▶ _Problem description_: Copy out every line below without alteration.

************

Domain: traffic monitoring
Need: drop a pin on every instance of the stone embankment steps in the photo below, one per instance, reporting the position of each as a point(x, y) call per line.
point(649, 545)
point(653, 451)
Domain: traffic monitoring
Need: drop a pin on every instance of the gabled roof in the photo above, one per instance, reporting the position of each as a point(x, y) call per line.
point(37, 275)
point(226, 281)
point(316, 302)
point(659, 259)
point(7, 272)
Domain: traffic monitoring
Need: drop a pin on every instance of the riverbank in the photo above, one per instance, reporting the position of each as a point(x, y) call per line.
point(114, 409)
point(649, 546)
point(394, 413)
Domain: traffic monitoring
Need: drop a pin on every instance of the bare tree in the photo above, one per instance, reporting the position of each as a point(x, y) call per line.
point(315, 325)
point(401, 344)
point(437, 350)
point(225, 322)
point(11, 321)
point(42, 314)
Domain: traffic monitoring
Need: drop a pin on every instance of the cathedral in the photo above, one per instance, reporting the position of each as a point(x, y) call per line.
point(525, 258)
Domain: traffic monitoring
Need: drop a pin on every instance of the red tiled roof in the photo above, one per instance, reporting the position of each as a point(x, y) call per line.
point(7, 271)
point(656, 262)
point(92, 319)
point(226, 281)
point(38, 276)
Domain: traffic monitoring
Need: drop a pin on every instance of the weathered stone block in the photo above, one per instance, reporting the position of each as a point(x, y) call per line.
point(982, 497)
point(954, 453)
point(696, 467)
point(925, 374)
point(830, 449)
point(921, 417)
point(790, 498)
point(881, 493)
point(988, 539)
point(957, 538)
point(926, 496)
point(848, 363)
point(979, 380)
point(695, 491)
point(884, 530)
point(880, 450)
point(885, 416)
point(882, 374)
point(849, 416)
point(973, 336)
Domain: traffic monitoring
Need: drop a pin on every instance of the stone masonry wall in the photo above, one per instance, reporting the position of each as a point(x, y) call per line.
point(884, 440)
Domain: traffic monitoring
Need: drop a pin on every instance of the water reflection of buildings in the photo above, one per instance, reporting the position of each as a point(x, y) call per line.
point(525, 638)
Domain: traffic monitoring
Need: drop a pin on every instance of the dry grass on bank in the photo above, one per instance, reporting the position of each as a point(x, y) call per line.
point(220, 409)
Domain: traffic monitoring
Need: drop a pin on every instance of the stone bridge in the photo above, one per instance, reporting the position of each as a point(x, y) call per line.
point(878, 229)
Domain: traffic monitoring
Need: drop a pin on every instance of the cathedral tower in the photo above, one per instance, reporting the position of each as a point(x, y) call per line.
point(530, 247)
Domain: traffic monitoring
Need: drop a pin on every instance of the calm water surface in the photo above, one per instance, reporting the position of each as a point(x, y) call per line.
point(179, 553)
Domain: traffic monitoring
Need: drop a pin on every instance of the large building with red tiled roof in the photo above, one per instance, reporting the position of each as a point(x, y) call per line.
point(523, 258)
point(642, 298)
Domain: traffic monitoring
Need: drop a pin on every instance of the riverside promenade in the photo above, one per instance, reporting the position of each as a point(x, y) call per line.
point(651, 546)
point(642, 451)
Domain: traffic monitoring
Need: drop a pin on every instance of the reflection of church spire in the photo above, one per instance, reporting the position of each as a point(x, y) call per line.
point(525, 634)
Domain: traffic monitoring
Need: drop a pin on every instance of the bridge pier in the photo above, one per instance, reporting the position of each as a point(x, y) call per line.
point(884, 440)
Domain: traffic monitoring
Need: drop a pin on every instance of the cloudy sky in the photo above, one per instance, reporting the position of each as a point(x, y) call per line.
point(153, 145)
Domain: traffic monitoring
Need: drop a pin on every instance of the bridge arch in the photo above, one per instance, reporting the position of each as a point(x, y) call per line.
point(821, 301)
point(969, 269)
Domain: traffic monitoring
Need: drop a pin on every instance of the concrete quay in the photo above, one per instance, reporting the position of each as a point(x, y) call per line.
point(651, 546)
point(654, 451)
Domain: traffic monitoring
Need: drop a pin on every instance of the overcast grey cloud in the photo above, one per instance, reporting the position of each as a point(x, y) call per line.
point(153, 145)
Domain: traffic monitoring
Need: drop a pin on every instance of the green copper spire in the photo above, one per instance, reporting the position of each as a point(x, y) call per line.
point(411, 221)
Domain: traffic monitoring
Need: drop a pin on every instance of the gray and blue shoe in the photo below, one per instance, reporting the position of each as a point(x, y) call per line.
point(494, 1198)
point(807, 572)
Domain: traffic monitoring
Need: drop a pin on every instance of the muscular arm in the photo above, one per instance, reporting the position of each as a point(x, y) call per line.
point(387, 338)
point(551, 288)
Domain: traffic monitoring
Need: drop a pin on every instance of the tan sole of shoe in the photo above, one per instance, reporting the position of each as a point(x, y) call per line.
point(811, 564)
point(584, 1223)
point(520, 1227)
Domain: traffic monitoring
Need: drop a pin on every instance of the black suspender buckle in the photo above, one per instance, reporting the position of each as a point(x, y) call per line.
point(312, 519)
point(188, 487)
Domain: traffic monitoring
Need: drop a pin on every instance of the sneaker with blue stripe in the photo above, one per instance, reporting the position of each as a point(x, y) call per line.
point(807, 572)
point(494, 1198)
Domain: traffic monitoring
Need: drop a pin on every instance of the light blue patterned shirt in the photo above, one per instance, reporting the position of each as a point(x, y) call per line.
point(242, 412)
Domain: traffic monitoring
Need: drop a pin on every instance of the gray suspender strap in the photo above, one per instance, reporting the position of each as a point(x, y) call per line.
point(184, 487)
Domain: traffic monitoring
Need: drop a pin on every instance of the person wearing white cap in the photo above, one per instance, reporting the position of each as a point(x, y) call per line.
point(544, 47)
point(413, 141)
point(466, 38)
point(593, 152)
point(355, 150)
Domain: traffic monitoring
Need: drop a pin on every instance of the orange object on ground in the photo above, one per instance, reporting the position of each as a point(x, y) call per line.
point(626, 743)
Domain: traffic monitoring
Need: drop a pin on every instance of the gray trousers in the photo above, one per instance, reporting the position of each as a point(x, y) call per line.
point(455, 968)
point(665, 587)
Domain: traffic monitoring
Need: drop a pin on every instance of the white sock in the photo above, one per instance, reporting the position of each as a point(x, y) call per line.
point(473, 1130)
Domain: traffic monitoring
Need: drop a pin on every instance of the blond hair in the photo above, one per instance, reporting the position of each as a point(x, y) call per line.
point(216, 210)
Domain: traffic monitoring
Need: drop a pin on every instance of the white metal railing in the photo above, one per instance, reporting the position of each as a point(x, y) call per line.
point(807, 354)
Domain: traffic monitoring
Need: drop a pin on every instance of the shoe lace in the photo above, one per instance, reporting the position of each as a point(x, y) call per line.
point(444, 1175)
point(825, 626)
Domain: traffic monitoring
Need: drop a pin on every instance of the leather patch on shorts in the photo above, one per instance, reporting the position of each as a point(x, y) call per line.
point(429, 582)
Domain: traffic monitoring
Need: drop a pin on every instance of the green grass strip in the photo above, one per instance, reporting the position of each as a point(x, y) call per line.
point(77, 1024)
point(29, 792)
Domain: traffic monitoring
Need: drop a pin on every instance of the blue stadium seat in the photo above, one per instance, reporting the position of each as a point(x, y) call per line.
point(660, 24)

************

▶ _Response to the task_:
Domain: traffic monitoring
Need: drop a pin on every instance of the stone embankment steps in the photo below, one per instance, reporting the position of each as a point(x, y) call per line.
point(649, 545)
point(653, 451)
Domain: traffic monitoring
Need: drop a pin on every instance of the gabled roof in the photo above, one per instance, reporting the position of each as a point(x, y) call per line.
point(37, 275)
point(226, 281)
point(316, 302)
point(659, 259)
point(7, 272)
Domain: traffic monitoring
Need: drop a pin on every instance of the riverbank in the photo above, one per instance, reporting the position of each as a point(x, y) call per line.
point(114, 409)
point(649, 546)
point(394, 413)
Domain: traffic monitoring
Need: drop a pin on every instance of the bare tree in the photo above, one per instance, reporting the position of each as a point(x, y) call per line.
point(315, 325)
point(401, 344)
point(437, 350)
point(225, 322)
point(11, 321)
point(42, 314)
Domain: traffic monitoring
Need: drop a pin on every instance of the cathedral in the photo above, one per instance, reporting the position of each as a point(x, y) call per line.
point(525, 258)
Domain: traffic monitoring
Need: drop a pin on every instance of the red tiled roof in the photo above, one per instance, reporting the position of each as a point(x, y) call per line.
point(7, 271)
point(656, 262)
point(92, 319)
point(226, 281)
point(38, 276)
Domain: traffic monitoring
Need: drop a pin on every instance of the weathered stone block in the photo above, one per instance, reporting the position of each as a point(x, y) call per line.
point(982, 497)
point(954, 453)
point(696, 467)
point(925, 374)
point(830, 449)
point(921, 417)
point(790, 498)
point(881, 493)
point(988, 539)
point(957, 538)
point(926, 496)
point(848, 363)
point(979, 380)
point(695, 491)
point(884, 530)
point(880, 450)
point(885, 416)
point(882, 374)
point(849, 416)
point(973, 336)
Domain: traffic monitoring
Need: drop a pin on every instance of the stone masonry wall in the photo above, one per instance, reporting the position of each as a point(x, y) call per line.
point(884, 440)
Domain: traffic monitoring
Need: drop a pin on every instance of the water reflection of buildings in the photo above, one per instance, reporting the position of each as a point(x, y) call per line.
point(525, 638)
Domain: traffic monitoring
Need: drop a pin on every instance of the dry grass on bank in the photo above, one per instance, reporting the position of each as a point(x, y) call per line.
point(220, 409)
Domain: traffic monitoring
Need: drop a pin on every instance of the stone bridge in the photo above, one per instance, reporting the position of each as a point(x, y) call per line.
point(878, 229)
Domain: traffic monitoring
Need: drop a pin on every instance of the cathedral tower in the photo above, one per instance, reporting the position of each as a point(x, y) call per line.
point(530, 247)
Domain: traffic monitoring
Need: drop a pin on every instance of the calm water surface in the photo above, one per instance, reporting the position of each as a point(x, y) call per line.
point(179, 553)
Domain: traffic monitoring
Need: drop a pin on every instance of the large building with red tiled roof in the photo above, one per instance, reporting the position of each as a point(x, y) call per line.
point(523, 258)
point(642, 298)
Domain: traffic monitoring
Need: drop a pin on every instance of the riverside promenade in the photo above, one per instance, reporting the position of each as a point(x, y) call per line.
point(651, 546)
point(642, 451)
Domain: traffic monitoring
Need: drop a pin on every instance of the reflection of church spire in the photo above, one per instance, reporting the position of each as a point(x, y) call per line.
point(525, 634)
Domain: traffic monitoring
Need: drop a pin on every instance of the bridge pier in the photo above, one per instance, reporting the position of each as a point(x, y) call per line.
point(884, 440)
Domain: traffic monitoring
Need: drop a pin on every instance of the cloudy sky in the photo above, one per instance, reporting the position of each as a point(x, y) call per line.
point(153, 145)
Domain: traffic monitoring
Need: drop a pin on every instance of the bridge arch in the photo above, one per instance, reporting the position of each as a point(x, y) call per line.
point(821, 301)
point(969, 269)
Domain: traffic monitoring
Need: drop a pin on every instance of the concrete quay in the photo above, one per instance, reporting the position of each as a point(x, y) call per line.
point(651, 546)
point(654, 451)
Domain: traffic monitoring
Need: drop a pin on every instance of the overcast grey cloud in the photo above, one per instance, reporting the position of each as a point(x, y) call per line.
point(153, 145)
Domain: traffic monitoring
Need: drop a pin on every instance of the green copper spire in the photo above, one per instance, reporting the position of each as a point(x, y) call per line.
point(411, 221)
Domain: traffic monitoring
Need: drop a pin on every instance of the gray and blue shoe in the photo below, one per instance, reporting the position of each as a point(x, y) call per line.
point(494, 1198)
point(807, 572)
Domain: traffic monitoring
Need: drop a pin on every instance of the muscular arm in the photo above, one per instance, reporting the position of each as a point(x, y) call per line.
point(387, 338)
point(551, 288)
Domain: traffic monitoring
Need: drop a pin on every instance of the tan sole of shoe in the photo above, one per instance, reporting the position of each as a point(x, y) call per line.
point(811, 564)
point(584, 1223)
point(520, 1227)
Domain: traffic monitoring
Need: drop a pin on every instance of the black suspender buckle in the photo above, one per instance, reporting the position of each as a point(x, y) call per line.
point(312, 519)
point(188, 487)
Domain: traffic monitoring
Need: drop a pin on every instance of the sneaker with blue stripe in the photo above, one per instance, reporting the position of each as a point(x, y) call per line.
point(807, 572)
point(494, 1198)
Domain: traffic monitoring
Need: drop a pin on every instance of the light blue patterned shirt in the photo above, one per instance, reporting the position of each as a point(x, y) call per line.
point(242, 412)
Domain: traffic monitoring
Need: drop a pin on every instance of the gray suspender strap in the photo above, one per instance, reporting the position of each as a point(x, y) call per line.
point(184, 487)
Domain: traffic monitoring
Need: drop a pin on every instance of the person wearing white cap in the photo above, one per instance, reporting the position of each as a point(x, y) call per line.
point(544, 47)
point(413, 141)
point(466, 38)
point(593, 152)
point(355, 150)
Domain: traffic monitoring
Need: drop a pin on every instance of the orange object on ground in the photo above, one per instance, reporting the position of each as a point(x, y) call per line.
point(626, 743)
Domain: traffic monitoring
Need: drop a pin on every instance of the gray trousers in the photo above, one per instance, reporting the position of each as a point(x, y) call per line.
point(455, 968)
point(665, 587)
Domain: traffic monitoring
Need: drop a pin on every instance of the white sock in the photo above, one per instance, reporting the position of each as a point(x, y) call per line.
point(473, 1130)
Domain: traffic monitoring
Need: drop a pin on every instance of the blond hair in the photo above, one per instance, reporting the position of each as a point(x, y) call per line.
point(216, 210)
Domain: traffic monitoring
Need: drop a pin on every instance of the white metal railing in the photo above, one per instance, reporting the position of each as a point(x, y) call per line.
point(807, 354)
Domain: traffic monitoring
Need: drop a pin on every instance of the shoe lace in the photo above, one per instance, reporting the position of each as a point(x, y) call per line.
point(444, 1175)
point(825, 626)
Domain: traffic monitoring
Need: drop a pin on every instance of the leather patch on shorts in the photo above, one per instance, reporting the position of each as a point(x, y) call per line.
point(429, 582)
Domain: traffic monitoring
Need: drop a pin on every instance of the green grass strip in the photo above, one per instance, reporting the position of each as a point(x, y) call per line.
point(77, 1024)
point(29, 792)
Domain: traffic monitoring
Need: drop a pin on every instance of the blue stadium seat in the photo above, one per instance, reporting the position of each as a point(x, y) call per line.
point(660, 24)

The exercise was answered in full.